__Tasks to perform__.
1. Using the passage about Cooper's life, answer the questions below.
(a) Under whom did Cooper study art in London?
(b) In what year did he return to Bolton?
(c) To which two places was his log cabin studio shipped from Norway?
2. State whether each statement below agrees with the passage about Cooper's life, answering yes or no and quoting the words of the passage that decide it.
(a) Cooper's parents were farmers.
(b) Cooper set up a studio beside the fjord at Balestrand.
(c) William Heaton Cooper was born in 1894.
3. Write the next part of the passage about Cooper's life, picking up after its final sentence.

Cooper was born in Halliwell, Bolton, Lancashire, England - one of six children to millworker parents - and brought up in the same place. After leaving school, he worked as a clerk but moved to London in 1884 to study art under George Clausen. He finished his studies prematurely to embark on a period of travelling, first north to Yorkshire, then abroad to Morocco and finally settling in Norway. Whilst in Norway, he became fascinated by the rural lifestyle of the Sogne region, where he eventually set up a studio beside the fjord at Balestrand. There, he married Mathilde.
After realising that he could not make a living in the area, he returned in 1894 to Bolton, moving eventually to the Lake District where he believed there was a market for his work amongst visiting tourists. He shipped his log cabin studio from Norway to Coniston and later to Ambleside. In 1903, Mathilde gave birth to William Heaton Cooper, who would also go on to become a landscape artist.

__Record extracts__.
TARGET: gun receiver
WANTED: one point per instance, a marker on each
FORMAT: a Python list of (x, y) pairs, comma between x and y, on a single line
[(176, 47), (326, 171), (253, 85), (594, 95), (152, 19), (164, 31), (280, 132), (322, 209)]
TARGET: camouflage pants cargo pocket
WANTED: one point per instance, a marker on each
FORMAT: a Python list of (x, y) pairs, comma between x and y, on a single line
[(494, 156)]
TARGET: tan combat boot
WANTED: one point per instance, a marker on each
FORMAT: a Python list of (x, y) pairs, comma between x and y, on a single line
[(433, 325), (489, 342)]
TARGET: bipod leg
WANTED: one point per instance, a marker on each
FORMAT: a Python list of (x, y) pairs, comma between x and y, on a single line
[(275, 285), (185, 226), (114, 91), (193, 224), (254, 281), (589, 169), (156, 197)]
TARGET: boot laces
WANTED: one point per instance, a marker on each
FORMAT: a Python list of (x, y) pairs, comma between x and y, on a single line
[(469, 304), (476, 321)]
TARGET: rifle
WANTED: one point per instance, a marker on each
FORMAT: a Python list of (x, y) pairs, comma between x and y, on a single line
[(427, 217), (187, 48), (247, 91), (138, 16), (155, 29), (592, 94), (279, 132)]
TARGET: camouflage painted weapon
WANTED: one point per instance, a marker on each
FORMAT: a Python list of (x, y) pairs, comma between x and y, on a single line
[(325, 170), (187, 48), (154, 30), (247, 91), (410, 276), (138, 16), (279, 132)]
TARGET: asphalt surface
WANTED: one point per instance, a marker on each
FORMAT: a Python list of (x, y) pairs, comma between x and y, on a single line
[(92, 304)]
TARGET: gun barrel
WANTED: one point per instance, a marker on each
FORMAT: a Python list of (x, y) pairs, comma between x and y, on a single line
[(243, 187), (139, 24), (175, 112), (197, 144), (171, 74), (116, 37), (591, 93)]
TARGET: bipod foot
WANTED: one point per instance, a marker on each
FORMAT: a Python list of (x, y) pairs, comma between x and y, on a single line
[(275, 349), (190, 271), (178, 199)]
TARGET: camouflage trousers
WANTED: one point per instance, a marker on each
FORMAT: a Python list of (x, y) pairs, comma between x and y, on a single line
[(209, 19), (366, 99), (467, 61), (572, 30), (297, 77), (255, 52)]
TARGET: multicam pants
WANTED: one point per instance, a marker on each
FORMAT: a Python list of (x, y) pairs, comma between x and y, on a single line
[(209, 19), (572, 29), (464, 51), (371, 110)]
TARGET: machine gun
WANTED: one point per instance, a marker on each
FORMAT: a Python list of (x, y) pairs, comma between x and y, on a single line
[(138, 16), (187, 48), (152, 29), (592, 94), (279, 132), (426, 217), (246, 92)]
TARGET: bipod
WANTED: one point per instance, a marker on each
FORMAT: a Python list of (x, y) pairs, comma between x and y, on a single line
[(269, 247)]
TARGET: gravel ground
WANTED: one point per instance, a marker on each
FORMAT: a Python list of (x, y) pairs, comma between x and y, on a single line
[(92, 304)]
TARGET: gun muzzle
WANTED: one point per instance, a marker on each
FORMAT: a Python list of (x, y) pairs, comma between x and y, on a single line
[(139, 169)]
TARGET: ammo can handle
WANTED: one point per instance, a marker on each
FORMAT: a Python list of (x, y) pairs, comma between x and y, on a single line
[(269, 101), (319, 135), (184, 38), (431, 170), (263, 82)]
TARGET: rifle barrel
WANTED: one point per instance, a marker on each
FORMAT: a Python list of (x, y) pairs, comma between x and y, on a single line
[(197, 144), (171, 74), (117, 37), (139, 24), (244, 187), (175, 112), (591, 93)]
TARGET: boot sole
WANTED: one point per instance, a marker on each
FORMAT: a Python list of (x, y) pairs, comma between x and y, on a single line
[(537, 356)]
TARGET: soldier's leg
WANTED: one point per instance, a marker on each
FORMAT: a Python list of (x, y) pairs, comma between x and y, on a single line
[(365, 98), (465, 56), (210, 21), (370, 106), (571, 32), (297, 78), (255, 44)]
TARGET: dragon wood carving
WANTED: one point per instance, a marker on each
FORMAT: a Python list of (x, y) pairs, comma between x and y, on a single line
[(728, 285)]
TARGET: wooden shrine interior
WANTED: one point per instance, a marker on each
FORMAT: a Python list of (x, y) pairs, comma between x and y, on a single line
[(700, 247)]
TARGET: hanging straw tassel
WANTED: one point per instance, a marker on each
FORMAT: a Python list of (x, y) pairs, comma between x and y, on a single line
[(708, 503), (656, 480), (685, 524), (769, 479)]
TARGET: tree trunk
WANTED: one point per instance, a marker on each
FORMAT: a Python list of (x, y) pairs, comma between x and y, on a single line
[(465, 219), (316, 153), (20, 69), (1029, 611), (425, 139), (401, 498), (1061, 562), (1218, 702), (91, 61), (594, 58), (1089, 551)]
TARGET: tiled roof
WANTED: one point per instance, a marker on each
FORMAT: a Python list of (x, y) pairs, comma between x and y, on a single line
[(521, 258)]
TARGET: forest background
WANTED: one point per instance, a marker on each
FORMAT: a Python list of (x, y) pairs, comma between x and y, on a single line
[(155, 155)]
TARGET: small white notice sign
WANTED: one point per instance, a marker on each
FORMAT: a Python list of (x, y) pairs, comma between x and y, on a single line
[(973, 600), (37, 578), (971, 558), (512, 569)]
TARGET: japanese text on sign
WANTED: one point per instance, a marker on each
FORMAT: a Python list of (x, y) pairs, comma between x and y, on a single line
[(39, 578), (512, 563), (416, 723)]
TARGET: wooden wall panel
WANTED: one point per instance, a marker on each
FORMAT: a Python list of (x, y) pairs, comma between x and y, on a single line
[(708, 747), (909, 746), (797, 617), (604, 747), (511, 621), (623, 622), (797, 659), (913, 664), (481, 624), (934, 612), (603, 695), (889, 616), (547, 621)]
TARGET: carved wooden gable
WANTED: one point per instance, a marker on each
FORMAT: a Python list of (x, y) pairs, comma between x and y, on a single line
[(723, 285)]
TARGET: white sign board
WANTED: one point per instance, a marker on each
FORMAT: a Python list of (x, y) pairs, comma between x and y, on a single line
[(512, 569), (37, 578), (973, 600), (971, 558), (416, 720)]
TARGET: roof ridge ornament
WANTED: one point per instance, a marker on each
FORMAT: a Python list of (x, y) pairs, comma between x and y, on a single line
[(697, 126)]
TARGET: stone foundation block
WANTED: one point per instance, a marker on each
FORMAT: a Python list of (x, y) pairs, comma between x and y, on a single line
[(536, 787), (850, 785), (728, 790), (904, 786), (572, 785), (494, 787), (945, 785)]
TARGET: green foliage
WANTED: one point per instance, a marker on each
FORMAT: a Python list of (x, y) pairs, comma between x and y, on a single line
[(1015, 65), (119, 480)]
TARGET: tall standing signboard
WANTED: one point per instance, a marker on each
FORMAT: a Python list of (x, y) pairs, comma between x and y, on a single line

__Answer list__.
1.
(a) George Clausen
(b) 1894
(c) Coniston and later Ambleside

2.
(a) No: "one of six children to millworker parents"
(b) Yes: "he eventually set up a studio beside the fjord at Balestrand"
(c) No: "In 1903, Mathilde gave birth to William Heaton Cooper"

3.
Apart from his watercolours of the Lake District, and scenes of Norwegian fjords (especially Balestrand), Cooper also provided illustrations for several travel guidebooks published by A & C Black.[2]
He died in the Lake District in 1929. The family business he founded still exists today as an art gallery and shop, the Heaton Cooper Studio, in Grasmere, Cumbria.